═════ RECORDS SUPPLIED

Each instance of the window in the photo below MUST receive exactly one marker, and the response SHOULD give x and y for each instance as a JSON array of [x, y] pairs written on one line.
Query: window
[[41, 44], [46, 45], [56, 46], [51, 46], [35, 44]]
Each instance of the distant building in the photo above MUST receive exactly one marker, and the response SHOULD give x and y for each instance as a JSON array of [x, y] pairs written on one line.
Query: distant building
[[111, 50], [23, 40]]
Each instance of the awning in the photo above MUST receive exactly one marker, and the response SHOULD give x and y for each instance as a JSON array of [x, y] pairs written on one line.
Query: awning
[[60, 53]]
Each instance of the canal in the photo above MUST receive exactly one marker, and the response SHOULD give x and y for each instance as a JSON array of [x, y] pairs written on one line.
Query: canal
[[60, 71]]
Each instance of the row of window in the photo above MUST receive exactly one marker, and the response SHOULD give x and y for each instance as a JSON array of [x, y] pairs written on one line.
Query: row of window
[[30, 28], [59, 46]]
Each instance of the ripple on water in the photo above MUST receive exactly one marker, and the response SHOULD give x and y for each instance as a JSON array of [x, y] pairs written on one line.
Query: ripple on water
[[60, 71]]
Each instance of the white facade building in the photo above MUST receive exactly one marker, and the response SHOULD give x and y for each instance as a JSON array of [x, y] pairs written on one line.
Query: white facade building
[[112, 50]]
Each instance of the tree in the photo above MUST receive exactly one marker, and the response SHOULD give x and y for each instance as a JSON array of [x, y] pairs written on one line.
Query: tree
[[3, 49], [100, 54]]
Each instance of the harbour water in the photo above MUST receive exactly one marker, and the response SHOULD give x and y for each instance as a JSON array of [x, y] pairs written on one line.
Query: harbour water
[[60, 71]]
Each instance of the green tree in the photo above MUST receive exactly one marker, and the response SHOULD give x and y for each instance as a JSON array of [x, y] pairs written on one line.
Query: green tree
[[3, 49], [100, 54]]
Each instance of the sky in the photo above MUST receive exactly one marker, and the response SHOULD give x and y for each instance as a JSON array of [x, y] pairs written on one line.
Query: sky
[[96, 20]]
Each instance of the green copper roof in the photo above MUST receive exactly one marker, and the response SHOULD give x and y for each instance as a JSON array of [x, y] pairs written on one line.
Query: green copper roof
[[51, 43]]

══════════

(PROBLEM TO SOLVE): Wherever "above" appears in a line of the entries, copy that line.

(ANSWER FOR THE TASK):
Each instance of the distant building in the photo above MUST receive exactly one marker, and the response SHOULD give x and y for each instance as a JSON array of [x, y] pairs written on one line.
Each instance of the awning in the photo above MUST receive exactly one marker, and the response SHOULD give x and y for each instance as a JSON array of [x, y] pairs written on one line.
Each instance of the canal in the photo above MUST receive exactly one marker, and the response SHOULD give x and y for each instance as a JSON array of [x, y] pairs written on one line.
Each instance of the row of window in the photo above MUST receive exactly one marker, and the response SHOULD give x and y for each instance as a JSON array of [x, y] pairs written on one line.
Each instance of the ripple on water in the photo above MUST receive exactly one marker, and the response SHOULD give x and y for each instance as a JSON array of [x, y] pairs written on one line.
Each instance of the white facade building in the photo above MUST receive exactly one marker, and the response SHOULD give x and y for each instance as a JSON array of [x, y] pairs written on one line.
Each instance of the tree in the photo above MUST receive exactly one marker, and the response SHOULD give x and y for each instance as a JSON array of [x, y] pairs written on one line.
Each instance of the harbour water in the photo above MUST receive exactly one marker, and the response SHOULD give x and y for each instance as a JSON array of [x, y] pairs written on one line.
Each instance of the green tree in the photo above MUST receive exactly one marker, and the response SHOULD give x and y for each instance as a JSON array of [x, y] pairs written on one line.
Each instance of the sky in the photo above MUST receive exactly one marker, and the response SHOULD give x and y for each instance as a JSON array of [x, y] pairs written on one line.
Each instance of the green copper roof in the photo above MUST receive exactly one marker, and the response SHOULD give x and y for each instance as a JSON array of [x, y] pairs written on one line.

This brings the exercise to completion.